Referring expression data
= = =
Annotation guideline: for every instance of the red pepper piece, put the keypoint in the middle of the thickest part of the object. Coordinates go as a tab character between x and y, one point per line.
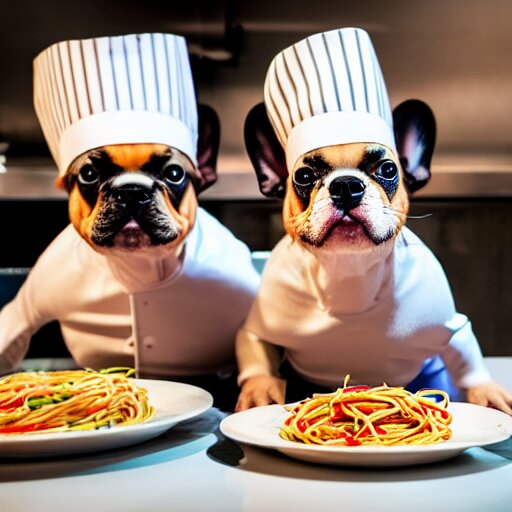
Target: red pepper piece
356	388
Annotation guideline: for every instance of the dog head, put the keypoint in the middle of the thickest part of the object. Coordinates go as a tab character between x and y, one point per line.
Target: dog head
350	196
140	197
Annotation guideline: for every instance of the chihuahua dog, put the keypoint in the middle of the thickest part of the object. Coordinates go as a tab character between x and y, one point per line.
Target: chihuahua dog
350	290
138	266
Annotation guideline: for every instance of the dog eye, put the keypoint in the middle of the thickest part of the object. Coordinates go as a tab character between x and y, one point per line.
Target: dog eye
174	173
387	170
88	175
304	176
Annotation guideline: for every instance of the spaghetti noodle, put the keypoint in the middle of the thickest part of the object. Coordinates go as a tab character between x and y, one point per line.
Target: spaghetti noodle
58	401
357	415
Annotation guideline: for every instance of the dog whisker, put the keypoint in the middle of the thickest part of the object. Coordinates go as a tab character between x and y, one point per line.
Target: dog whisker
402	215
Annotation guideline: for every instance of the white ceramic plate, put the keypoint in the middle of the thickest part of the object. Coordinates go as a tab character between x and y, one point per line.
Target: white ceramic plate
472	426
173	402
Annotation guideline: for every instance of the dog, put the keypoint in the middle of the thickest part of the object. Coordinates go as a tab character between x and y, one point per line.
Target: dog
142	276
350	289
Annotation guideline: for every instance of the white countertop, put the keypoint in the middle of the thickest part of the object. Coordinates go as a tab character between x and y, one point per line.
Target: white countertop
193	468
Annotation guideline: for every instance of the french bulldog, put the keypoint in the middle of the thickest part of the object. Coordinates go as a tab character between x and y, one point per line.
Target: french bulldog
137	267
350	290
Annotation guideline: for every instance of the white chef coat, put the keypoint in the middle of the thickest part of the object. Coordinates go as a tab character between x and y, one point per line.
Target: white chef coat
182	325
408	318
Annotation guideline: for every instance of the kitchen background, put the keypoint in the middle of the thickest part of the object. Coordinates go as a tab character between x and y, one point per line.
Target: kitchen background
454	54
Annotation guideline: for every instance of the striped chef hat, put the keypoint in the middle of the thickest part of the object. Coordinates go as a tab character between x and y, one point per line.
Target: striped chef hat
328	89
115	90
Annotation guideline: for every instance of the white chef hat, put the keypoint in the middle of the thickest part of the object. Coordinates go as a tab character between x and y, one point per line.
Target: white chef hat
328	89
115	90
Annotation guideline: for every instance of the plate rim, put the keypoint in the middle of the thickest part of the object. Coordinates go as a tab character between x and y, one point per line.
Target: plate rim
284	445
151	424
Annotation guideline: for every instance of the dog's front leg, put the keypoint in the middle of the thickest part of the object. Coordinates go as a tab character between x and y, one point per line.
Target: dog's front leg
258	363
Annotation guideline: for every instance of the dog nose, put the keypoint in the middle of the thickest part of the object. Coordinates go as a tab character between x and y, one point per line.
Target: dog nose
346	191
133	197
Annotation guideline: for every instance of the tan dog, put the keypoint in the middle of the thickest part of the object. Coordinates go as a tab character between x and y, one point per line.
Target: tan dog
140	263
350	290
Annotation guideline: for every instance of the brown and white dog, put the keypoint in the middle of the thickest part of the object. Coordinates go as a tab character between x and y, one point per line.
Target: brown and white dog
350	290
137	267
140	197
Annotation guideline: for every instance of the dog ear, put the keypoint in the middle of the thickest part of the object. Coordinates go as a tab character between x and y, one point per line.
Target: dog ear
415	135
266	153
208	141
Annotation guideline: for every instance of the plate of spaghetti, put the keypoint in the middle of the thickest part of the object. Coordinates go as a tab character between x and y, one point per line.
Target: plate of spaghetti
80	411
370	426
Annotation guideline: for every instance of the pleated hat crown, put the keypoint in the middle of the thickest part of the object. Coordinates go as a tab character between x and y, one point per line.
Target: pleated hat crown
115	90
328	89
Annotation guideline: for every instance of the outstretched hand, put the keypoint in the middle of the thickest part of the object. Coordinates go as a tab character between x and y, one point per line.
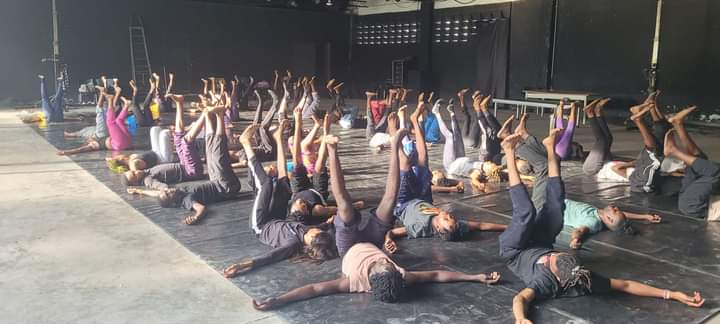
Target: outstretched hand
238	268
491	278
264	305
654	218
247	134
695	301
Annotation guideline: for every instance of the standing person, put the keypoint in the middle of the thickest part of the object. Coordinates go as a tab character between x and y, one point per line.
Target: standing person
190	166
52	109
286	237
223	184
527	245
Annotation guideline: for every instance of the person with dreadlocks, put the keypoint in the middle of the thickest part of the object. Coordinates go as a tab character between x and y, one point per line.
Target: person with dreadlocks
527	245
365	267
308	204
455	162
189	168
414	207
286	237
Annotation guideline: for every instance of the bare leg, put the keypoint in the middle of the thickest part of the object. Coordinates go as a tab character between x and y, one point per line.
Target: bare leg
637	113
678	122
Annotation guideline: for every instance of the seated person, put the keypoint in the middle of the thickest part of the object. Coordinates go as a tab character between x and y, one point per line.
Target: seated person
702	177
414	206
223	184
586	219
527	245
365	267
190	166
287	238
308	204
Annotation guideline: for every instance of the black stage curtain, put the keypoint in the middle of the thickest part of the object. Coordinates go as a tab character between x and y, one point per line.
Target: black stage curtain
689	59
604	46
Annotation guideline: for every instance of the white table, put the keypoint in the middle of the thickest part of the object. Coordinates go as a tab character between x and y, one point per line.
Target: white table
585	97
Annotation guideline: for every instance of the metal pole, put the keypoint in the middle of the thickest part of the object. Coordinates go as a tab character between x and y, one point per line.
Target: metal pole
56	44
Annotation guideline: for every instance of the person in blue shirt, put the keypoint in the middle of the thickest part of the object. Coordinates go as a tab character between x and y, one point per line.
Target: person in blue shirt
586	219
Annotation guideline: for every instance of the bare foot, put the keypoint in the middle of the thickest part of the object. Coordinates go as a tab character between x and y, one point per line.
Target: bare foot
639	111
460	187
238	268
392	123
247	134
550	140
679	118
521	128
505	129
332	140
511	142
590	108
669	148
600	106
462	92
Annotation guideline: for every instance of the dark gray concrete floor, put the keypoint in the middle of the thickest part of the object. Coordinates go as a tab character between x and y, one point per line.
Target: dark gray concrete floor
680	254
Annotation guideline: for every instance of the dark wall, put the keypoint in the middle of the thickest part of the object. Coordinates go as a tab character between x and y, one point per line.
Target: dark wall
481	62
529	46
689	59
191	39
604	46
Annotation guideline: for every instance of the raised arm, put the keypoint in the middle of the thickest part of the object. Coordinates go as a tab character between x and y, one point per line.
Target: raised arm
576	238
443	276
419	134
279	142
337	286
640	289
652	218
521	301
390	245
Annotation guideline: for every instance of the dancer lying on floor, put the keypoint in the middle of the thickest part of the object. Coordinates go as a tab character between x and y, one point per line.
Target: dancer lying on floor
414	203
586	219
702	177
190	166
365	267
308	204
223	184
119	138
527	245
263	147
95	136
286	237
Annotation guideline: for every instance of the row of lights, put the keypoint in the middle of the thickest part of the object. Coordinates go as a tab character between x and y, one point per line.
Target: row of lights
387	34
446	30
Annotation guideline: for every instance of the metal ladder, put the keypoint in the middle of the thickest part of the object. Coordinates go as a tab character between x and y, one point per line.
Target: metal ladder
139	57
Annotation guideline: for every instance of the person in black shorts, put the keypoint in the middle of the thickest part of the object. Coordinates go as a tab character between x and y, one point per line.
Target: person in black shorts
527	245
308	204
223	184
702	176
287	238
365	268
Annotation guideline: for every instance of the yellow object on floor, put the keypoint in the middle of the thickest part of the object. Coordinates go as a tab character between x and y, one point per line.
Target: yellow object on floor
155	110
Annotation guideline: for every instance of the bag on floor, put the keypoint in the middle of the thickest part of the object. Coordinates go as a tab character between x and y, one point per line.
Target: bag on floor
714	209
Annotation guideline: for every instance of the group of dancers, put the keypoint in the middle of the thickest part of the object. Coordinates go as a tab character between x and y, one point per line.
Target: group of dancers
294	213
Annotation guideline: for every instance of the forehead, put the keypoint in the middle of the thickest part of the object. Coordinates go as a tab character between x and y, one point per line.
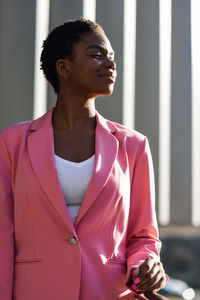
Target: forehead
90	40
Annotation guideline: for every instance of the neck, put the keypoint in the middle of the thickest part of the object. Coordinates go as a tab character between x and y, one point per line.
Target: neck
74	114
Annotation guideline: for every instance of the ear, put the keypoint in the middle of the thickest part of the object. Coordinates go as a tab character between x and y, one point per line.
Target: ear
62	68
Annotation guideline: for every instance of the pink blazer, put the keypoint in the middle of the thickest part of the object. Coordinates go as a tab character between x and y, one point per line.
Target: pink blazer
43	255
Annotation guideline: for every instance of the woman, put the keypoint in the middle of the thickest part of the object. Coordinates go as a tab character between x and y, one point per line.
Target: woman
77	217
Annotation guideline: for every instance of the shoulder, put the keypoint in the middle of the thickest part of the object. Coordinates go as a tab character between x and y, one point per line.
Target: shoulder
131	135
16	130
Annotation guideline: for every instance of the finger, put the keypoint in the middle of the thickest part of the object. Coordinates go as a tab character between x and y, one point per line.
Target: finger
= = =
EXERCISE DIRECTIONS:
Take the lines above from the one containing "Target: dog head" down to the one containing "Annotation guideline: for every instance of the dog whisker, put", and transcribe them exactly, both ends included.

RESPONSE AREA:
Target: dog head
350	196
140	197
Annotation guideline: for every instance of the chihuahua dog, put the keypoint in the middle of the thickest part of the object. Coordinates go as a tab character between x and y, one point per line.
Target: chihuahua dog
350	290
138	266
Annotation guideline: for every instance of the dog eye, put the keypoint in the middle of the thickest part of the object. Coordinates go as a tab character between x and y, one point per line.
Target: dog eye
174	173
387	170
88	175
304	176
Annotation guideline: for every instance of the spaghetti noodle, put the keypoint in the middle of the thickest part of the object. Coordinates go as a tab character between x and y, one point per line.
Target: spaghetti noodle
58	401
357	415
Annotation guideline: for every instance of the dog whisker, put the keypoint in the middle of the thickest part of the object. Coordinates go as a tab character between x and y, one point per line.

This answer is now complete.